►

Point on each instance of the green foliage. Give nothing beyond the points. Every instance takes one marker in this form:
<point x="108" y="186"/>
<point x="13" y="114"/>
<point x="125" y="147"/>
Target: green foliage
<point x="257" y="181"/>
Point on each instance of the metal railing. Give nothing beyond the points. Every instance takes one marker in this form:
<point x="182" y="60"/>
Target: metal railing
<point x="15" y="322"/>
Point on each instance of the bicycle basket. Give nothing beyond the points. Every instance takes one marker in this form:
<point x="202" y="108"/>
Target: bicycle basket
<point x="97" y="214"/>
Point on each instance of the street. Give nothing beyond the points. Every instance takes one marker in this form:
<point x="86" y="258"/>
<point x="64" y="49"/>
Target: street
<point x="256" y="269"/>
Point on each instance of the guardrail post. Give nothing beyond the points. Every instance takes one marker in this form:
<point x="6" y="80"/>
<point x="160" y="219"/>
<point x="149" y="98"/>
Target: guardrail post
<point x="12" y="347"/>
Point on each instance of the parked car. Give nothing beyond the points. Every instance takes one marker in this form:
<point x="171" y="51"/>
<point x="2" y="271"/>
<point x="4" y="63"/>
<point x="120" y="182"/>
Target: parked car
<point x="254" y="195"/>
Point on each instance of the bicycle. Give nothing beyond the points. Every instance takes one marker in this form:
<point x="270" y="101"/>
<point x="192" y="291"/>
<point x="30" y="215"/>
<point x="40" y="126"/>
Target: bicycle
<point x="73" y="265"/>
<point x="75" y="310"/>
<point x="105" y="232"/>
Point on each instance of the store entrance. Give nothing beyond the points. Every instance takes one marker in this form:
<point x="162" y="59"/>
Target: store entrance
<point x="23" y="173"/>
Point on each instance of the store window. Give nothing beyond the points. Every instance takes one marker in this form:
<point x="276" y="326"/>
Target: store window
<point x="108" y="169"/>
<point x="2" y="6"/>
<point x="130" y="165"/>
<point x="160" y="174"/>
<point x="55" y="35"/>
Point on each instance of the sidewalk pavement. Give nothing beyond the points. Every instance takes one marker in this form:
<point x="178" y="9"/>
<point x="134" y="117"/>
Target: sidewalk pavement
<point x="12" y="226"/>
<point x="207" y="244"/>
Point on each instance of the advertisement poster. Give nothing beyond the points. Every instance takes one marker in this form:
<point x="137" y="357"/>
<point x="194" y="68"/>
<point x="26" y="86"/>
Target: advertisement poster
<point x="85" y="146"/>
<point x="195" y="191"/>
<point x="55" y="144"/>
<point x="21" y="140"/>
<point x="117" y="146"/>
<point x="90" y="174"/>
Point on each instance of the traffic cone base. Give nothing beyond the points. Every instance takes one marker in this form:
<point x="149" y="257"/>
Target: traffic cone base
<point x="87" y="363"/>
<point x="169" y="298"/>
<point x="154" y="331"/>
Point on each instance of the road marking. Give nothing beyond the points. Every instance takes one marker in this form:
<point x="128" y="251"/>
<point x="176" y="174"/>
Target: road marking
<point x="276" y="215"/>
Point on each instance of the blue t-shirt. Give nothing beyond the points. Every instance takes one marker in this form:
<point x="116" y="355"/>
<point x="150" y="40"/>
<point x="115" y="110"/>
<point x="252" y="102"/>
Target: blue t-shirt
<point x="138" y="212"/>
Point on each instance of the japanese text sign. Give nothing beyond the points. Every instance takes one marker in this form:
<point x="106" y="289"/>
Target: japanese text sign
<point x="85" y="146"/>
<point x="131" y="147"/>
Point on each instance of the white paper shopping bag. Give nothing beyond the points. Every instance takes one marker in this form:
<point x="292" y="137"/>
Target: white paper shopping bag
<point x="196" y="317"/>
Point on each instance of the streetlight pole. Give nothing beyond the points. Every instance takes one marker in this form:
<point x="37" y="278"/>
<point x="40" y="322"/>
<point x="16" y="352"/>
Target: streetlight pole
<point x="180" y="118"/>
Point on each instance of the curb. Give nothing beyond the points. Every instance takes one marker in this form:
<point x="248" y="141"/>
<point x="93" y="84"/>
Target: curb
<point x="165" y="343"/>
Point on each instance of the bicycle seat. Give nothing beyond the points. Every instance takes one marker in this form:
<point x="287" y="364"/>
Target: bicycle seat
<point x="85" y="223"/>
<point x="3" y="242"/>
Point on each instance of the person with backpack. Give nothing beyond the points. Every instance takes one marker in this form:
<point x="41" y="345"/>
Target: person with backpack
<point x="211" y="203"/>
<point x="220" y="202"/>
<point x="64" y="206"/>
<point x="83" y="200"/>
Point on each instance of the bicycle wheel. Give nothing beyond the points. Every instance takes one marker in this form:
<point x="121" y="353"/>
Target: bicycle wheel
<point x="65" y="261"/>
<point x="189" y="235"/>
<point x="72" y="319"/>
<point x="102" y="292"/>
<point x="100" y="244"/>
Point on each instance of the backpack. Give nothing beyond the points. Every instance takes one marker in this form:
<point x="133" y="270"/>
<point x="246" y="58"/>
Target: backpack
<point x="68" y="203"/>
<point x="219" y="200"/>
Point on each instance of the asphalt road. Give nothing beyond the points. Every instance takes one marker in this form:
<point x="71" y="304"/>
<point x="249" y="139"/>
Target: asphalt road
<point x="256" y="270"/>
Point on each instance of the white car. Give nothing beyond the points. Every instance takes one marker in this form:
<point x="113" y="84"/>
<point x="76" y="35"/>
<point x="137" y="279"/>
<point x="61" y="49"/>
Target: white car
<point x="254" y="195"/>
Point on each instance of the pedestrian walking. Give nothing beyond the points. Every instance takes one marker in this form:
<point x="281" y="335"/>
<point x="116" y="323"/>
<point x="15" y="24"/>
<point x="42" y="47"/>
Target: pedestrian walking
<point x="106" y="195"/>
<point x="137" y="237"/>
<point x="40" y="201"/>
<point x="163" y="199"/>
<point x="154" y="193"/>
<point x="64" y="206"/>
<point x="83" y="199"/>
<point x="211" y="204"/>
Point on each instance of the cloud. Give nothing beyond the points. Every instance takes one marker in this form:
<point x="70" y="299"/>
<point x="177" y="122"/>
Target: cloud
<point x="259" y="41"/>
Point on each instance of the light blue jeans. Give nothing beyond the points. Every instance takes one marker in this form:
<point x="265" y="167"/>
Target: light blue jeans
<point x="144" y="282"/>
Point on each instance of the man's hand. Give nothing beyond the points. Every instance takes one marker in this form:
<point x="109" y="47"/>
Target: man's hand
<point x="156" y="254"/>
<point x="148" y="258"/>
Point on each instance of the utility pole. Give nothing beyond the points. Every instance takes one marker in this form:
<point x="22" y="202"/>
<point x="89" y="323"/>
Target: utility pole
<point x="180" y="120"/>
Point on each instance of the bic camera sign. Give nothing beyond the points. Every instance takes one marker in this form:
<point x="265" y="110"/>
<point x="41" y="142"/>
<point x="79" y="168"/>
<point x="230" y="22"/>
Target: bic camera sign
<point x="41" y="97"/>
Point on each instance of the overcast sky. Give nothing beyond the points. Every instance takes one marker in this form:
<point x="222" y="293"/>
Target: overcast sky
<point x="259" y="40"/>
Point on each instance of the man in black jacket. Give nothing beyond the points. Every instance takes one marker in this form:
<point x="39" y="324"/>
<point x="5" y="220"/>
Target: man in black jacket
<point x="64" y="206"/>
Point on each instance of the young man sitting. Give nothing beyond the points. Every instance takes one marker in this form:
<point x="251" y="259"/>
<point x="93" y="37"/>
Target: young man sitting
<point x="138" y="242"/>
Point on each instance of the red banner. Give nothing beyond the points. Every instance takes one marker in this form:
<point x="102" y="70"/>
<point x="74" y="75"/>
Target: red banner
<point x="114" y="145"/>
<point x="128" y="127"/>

◄

## ABOUT THIS TASK
Retype all of the records so that every line matches the original exactly.

## RESPONSE
Point on each instance of the green foliage. Give nothing beyond the points. Every instance takes one marker in this form:
<point x="108" y="186"/>
<point x="13" y="114"/>
<point x="125" y="147"/>
Target: green foliage
<point x="257" y="181"/>
Point on each instance of the metal railing. Give nothing beyond the points. Every instance takes one marker in this form:
<point x="182" y="60"/>
Target: metal railing
<point x="15" y="322"/>
Point on each instance of the bicycle basket. Give nothing beyond the points. Every instance takes one marker in this form:
<point x="202" y="108"/>
Target: bicycle basket
<point x="97" y="214"/>
Point on each instance of the street. Give nothing beyond the points. Every instance takes one marker in this form:
<point x="86" y="258"/>
<point x="64" y="49"/>
Target: street
<point x="256" y="269"/>
Point on each instance of the guardrail post. Give nothing beyond the points. Every instance takes one marker in this form:
<point x="6" y="80"/>
<point x="160" y="219"/>
<point x="149" y="98"/>
Target: guardrail post
<point x="12" y="347"/>
Point on each instance of the parked car. Give nothing beyond the points. Every instance takes one marker in this form:
<point x="171" y="51"/>
<point x="2" y="271"/>
<point x="4" y="63"/>
<point x="120" y="182"/>
Target: parked car
<point x="254" y="195"/>
Point on each instance of the bicycle. Give nothing beyond the points. Every instance takes one marker in this form:
<point x="270" y="101"/>
<point x="192" y="291"/>
<point x="30" y="215"/>
<point x="40" y="126"/>
Target: bicycle
<point x="73" y="265"/>
<point x="75" y="310"/>
<point x="105" y="232"/>
Point on each instance of the store entrance. Give nothing beyond the points. Every instance takes one marker in this form:
<point x="162" y="59"/>
Target: store entrance
<point x="23" y="173"/>
Point on each instance of the store window. Give nothing beyond the points. Every instance takes one marker in this form:
<point x="276" y="326"/>
Target: store window
<point x="108" y="169"/>
<point x="2" y="6"/>
<point x="130" y="165"/>
<point x="160" y="174"/>
<point x="55" y="35"/>
Point on each instance of the sidewalk pavement. Give nothing beyond the points. Every instance takes one marker in this form:
<point x="178" y="9"/>
<point x="134" y="117"/>
Target: sidewalk pavement
<point x="12" y="226"/>
<point x="207" y="244"/>
Point on each instance of the advertisement poster. Give nothing beyond the points. Every instance takes one marker in this form:
<point x="137" y="357"/>
<point x="194" y="68"/>
<point x="26" y="86"/>
Target: advertisement poster
<point x="85" y="146"/>
<point x="195" y="191"/>
<point x="55" y="144"/>
<point x="21" y="140"/>
<point x="117" y="146"/>
<point x="90" y="174"/>
Point on each instance of the traffic cone base. Give nothing beyond the points. Every instance takes one marker in this form:
<point x="149" y="257"/>
Target: traffic cone base
<point x="87" y="363"/>
<point x="169" y="298"/>
<point x="154" y="331"/>
Point on each instance of the road marking. Give nothing beyond the points. Every instance takes one marker in this form:
<point x="128" y="251"/>
<point x="176" y="174"/>
Target: road marking
<point x="276" y="215"/>
Point on each instance of the blue t-shirt. Give nothing beyond the points. Every instance takes one marker in this form:
<point x="116" y="355"/>
<point x="150" y="40"/>
<point x="115" y="110"/>
<point x="252" y="102"/>
Target: blue t-shirt
<point x="138" y="212"/>
Point on each instance of the japanese text sign. Give nothing beyond the points. Every instance takes one marker in this form:
<point x="106" y="289"/>
Target: japanese text sign
<point x="85" y="146"/>
<point x="131" y="147"/>
Point on each instance of the white paper shopping bag. Give nothing beyond the points. Every instance takes one marker in this form:
<point x="292" y="137"/>
Target: white paper shopping bag
<point x="196" y="317"/>
Point on each instance of the streetlight pole. Give nothing beyond the points. Every instance takes one marker in this form:
<point x="37" y="278"/>
<point x="40" y="322"/>
<point x="16" y="352"/>
Target: streetlight pole
<point x="180" y="118"/>
Point on each instance of the curb. Give nothing beyond the points. Every instance takes one marker in this form:
<point x="248" y="141"/>
<point x="93" y="84"/>
Target: curb
<point x="165" y="343"/>
Point on each instance of the bicycle seat. Give nothing beyond the points. Every instance takes one marker in this form:
<point x="287" y="364"/>
Target: bicycle seat
<point x="85" y="223"/>
<point x="3" y="242"/>
Point on each instance of the person with backpack. Give nothing beyond the points. Every instance takes one marker in this form:
<point x="41" y="345"/>
Target: person with backpack
<point x="211" y="203"/>
<point x="220" y="202"/>
<point x="64" y="206"/>
<point x="83" y="200"/>
Point on each instance of the bicycle wheel. Give nothing beyond the points. Every instance takes one marker in this form:
<point x="121" y="353"/>
Target: bicycle wheel
<point x="65" y="261"/>
<point x="189" y="235"/>
<point x="72" y="319"/>
<point x="102" y="292"/>
<point x="100" y="244"/>
Point on each instance of the backpack. Give nothing beyond the points. Every instance takes one marker in this form:
<point x="133" y="270"/>
<point x="246" y="58"/>
Target: backpack
<point x="68" y="203"/>
<point x="219" y="200"/>
Point on each instance of the asphalt road. Give nothing beyond the points. Every instance takes one marker in this form:
<point x="71" y="304"/>
<point x="249" y="139"/>
Target: asphalt road
<point x="256" y="270"/>
Point on each instance of the white car. Give nothing beyond the points. Every instance takes one marker in this form:
<point x="113" y="84"/>
<point x="76" y="35"/>
<point x="137" y="279"/>
<point x="61" y="49"/>
Target: white car
<point x="254" y="195"/>
Point on each instance of the pedestrian walking. Give nothing beyond the points. Every instance takes one marker in this form:
<point x="281" y="335"/>
<point x="116" y="323"/>
<point x="15" y="24"/>
<point x="42" y="47"/>
Target: pedestrian walking
<point x="106" y="195"/>
<point x="137" y="237"/>
<point x="40" y="201"/>
<point x="163" y="199"/>
<point x="154" y="193"/>
<point x="64" y="206"/>
<point x="83" y="199"/>
<point x="211" y="204"/>
Point on each instance of the cloud. Give nothing beyond the points. Every instance takes one marker in this form:
<point x="70" y="299"/>
<point x="177" y="122"/>
Target: cloud
<point x="259" y="41"/>
Point on each instance of the light blue jeans. Give nothing beyond the points. Every instance takes one marker in this form:
<point x="265" y="167"/>
Target: light blue jeans
<point x="144" y="282"/>
Point on each instance of the man's hand. Give nothing beyond the points. Every instance takes one marker in this form:
<point x="109" y="47"/>
Target: man's hand
<point x="156" y="254"/>
<point x="148" y="258"/>
Point on each instance of the utility pole. Give nothing beyond the points. Every instance takes one marker in this form:
<point x="22" y="202"/>
<point x="89" y="323"/>
Target: utility pole
<point x="180" y="120"/>
Point on each instance of the bic camera sign. Give nothing beyond the points. Every instance takes one marker in this form:
<point x="265" y="110"/>
<point x="41" y="142"/>
<point x="79" y="168"/>
<point x="230" y="22"/>
Target: bic camera sign
<point x="41" y="97"/>
Point on each instance of the overcast sky. Give nothing beyond the points. Every instance takes one marker in this form:
<point x="222" y="293"/>
Target: overcast sky
<point x="259" y="40"/>
Point on each instance of the man in black jacket. Give nothing beyond the points. Every instance takes one marker in this form:
<point x="39" y="324"/>
<point x="5" y="220"/>
Target: man in black jacket
<point x="64" y="206"/>
Point on each instance of the young man sitting. Give nothing beyond the points. Every instance takes one marker in this form:
<point x="251" y="259"/>
<point x="93" y="37"/>
Target: young man sitting
<point x="138" y="242"/>
Point on each instance of the red banner. Give nothing beyond the points. Every instance takes one marker in this form:
<point x="102" y="70"/>
<point x="74" y="75"/>
Target: red banner
<point x="114" y="145"/>
<point x="128" y="127"/>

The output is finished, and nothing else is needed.